Horses whisper softly. Answering each question posed as honestly as they are able. They start out trusting humans understand that behavior and body language have meaning. Horses believe people are consciously aware of what they communicate with the silent language of their body. They notice posture; emotions, energy, intention and anything else people transmit. They assume we do too. They respond to our body language-based input as part of a conversation, answering the questions we ask. They don’t distinguish whether our question was asked consciously or unconsciously.
As Martha Graham once said – “the body says what words cannot” – in fact, studies show that if body language and words don’t match, we’ll believe the body language over the words every time. Horses naturally, instinctively communicate with each other in this non-verbal language of the body. They assume we do too.
Horses start out believing humans understand their language and so they respond honestly to our input. Imagine the confusion when they discover that what we are saying with our body often doesn’t match what we actually want them to do? Think about how important it is to a horse that they be capable of accurately assessing the body language of those around them? In the wild it might mean their very survival, to be able to distinguish the difference in body language between a hungry lion and a sated one. Can you imagine what it must be like to doubt those instincts, to second-guess what their senses tell them?
Over time, horses who don’t want conflict with humans learn to ignore what our body language and emotions are actually saying. Instead, they learn to pay attention to cues or aids we contrive to take the place of the more instinctive, subtle body language horses naturally speak. It’s easier for us to condition our horses to respond to particular cues than it is to clean up our own body language so we can communicate on their instinctive level. It’s easier to ask them to change their behavior to suit our needs.
Some horses adapt reasonably well to this new way of communicating. But as I get to know the horses that end up living with me, I see and feel how and why they learned to shut down their own instincts. I see and feel how much stress and anxiety that causes them. Asking horses to adapt to our needs on this most basic level has consequences for them. With some horses, there is no chance for a harmonious relationship that is mutually beneficial, until or unless they feel safe trusting their instincts, until or unless I learn to communicate in their instinctive language of the body.
And so, I find I am no longer interested in changing a horse’s behavior to make it easier for me to get them to do as I ask. I am interested in getting to know who they are as individuals and learning about myself in the process. As we get to know each other we share experiences. Those shared experiences form the basis of our unique communication – the basic structure of our unique way of moving together in harmony.

----------------------------------------

▸ Study questions
1 – Copy the passage of the essay on horses and body language starting with "Some horses adapt" and going on through "instinctive language of the body.".
2 – Proceed with the essay on horses and body language from its last sentence.

----------------------------------------

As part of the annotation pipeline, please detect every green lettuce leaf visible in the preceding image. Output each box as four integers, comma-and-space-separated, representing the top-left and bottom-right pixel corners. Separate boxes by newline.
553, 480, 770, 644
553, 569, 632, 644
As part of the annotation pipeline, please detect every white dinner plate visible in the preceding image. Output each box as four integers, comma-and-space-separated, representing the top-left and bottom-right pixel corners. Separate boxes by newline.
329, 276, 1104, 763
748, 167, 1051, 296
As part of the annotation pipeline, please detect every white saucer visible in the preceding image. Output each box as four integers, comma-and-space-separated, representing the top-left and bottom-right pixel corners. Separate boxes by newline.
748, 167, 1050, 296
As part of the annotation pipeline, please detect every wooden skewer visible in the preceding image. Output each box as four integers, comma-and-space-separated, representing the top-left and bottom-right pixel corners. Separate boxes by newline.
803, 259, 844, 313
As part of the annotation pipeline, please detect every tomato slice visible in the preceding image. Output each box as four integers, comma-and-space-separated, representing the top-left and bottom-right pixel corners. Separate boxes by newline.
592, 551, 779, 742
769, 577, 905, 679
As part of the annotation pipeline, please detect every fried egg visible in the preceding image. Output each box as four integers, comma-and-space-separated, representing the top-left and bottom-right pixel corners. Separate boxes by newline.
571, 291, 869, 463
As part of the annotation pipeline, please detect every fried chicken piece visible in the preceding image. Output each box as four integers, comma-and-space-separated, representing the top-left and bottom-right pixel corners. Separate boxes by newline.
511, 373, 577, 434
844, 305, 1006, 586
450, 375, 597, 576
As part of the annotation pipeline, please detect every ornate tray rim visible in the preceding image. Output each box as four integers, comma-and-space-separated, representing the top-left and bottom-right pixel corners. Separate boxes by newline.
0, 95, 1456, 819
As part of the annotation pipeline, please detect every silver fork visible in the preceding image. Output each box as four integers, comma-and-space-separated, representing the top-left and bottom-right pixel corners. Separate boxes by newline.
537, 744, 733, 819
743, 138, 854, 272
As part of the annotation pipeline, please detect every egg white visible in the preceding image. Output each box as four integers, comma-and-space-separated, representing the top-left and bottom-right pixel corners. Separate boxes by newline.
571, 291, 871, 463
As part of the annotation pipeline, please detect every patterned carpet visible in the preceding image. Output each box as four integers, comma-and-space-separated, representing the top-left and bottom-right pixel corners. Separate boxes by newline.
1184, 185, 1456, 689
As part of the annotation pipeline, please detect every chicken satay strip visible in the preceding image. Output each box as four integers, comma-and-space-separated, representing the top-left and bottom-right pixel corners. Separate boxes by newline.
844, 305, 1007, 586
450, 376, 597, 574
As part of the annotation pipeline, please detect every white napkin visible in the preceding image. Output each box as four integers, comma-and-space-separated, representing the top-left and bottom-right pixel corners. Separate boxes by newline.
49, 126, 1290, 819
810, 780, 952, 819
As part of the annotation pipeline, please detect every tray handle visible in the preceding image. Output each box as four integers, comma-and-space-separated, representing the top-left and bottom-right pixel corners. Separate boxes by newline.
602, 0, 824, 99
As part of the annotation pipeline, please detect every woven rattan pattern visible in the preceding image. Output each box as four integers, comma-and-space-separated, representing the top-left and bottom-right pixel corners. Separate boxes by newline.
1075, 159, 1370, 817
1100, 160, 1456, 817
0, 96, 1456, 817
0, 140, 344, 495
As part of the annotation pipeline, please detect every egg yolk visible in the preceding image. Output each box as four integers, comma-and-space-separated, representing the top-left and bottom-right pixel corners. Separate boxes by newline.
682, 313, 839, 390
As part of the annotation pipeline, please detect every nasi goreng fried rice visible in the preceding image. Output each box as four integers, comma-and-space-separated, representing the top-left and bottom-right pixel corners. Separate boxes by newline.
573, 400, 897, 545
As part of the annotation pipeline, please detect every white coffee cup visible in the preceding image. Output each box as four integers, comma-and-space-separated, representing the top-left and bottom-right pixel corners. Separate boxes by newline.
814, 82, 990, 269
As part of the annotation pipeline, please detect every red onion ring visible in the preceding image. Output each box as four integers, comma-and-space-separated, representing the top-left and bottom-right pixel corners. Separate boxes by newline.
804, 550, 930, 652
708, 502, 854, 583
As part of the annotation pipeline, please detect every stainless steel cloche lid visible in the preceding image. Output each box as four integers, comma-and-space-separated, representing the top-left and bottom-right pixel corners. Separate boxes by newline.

----------------------------------------

▸ Responses by task
1 –
Some horses adapt reasonably well to this new way of communicating. But as I get to know the horses that end up living with me, I see and feel how and why they learned to shut down their own instincts. I see and feel how much stress and anxiety that causes them. Asking horses to adapt to our needs on this most basic level has consequences for them. With some horses, there is no chance for a harmonious relationship that is mutually beneficial, until or unless they feel safe trusting their instincts, until or unless I learn to communicate in their instinctive language of the body.

2 –
My personal journey with the horses who didn’t take to learning cues, takes me ever deeper into this world of non-verbal communication. The more time I spend engaged at this subtle level where there is no conflict between horse and human, the more I am aware of how much they communicate that could be easily missed or misinterpreted. They never fail to respond appropriately to my actions (or inactions, as the case may be), or to their conditioning. It’s not easy to accept they are doing their best when I think I’m quite clear in my request and they do something entirely different, ignore me completely or lash out when they feel I’m too much.
I have to remember – there are no clean slates here – horse or human. It’s part of the deal with a rescued horse, or any horse who’s been in the hands of more than one person. It’s part of the deal for any person who’s been around horses for any amount of time. Horse or human, we all have memories and conditioning that surface unpredictably and can overwhelm us. You never know what will stir old ghosts. Memories of broken trust and relationships filled with conflict, sometimes filled with pain. Conditioning that tells us horses are dangerous and must be controlled.
It’s humbling to accept my part in any miscommunication, but when I do, when I am truly clear and have a truly willing partner we flow together in perfect unison – like a flock of birds or a school of fish. This kind of unity seems to feel as good to them as it does to me.
Horses are natural followers in the sense that it’s part of herd behavior to move together. It’s in their DNA to accurately assess and respond to the body language of others, it’s part of their survival instincts. Although horses are no longer at risk of predation in most domestic situations, it is still part of their hardwiring to trust their instincts. These instincts are a distinct advantage in the development of a relationship that hinges on movement. By allowing the horse’s feedback to guide me I continue to refine my understanding of what it is in me that makes me interesting and magnetic for my horses to follow!
I’ll never forget a story one of my mentor’s told me years ago. She always asks parents to list all of the things in the child’s environment that might be impacting their behavior. She has yet to have one parent include themselves in that list.
Do you know what you are communicating your horse?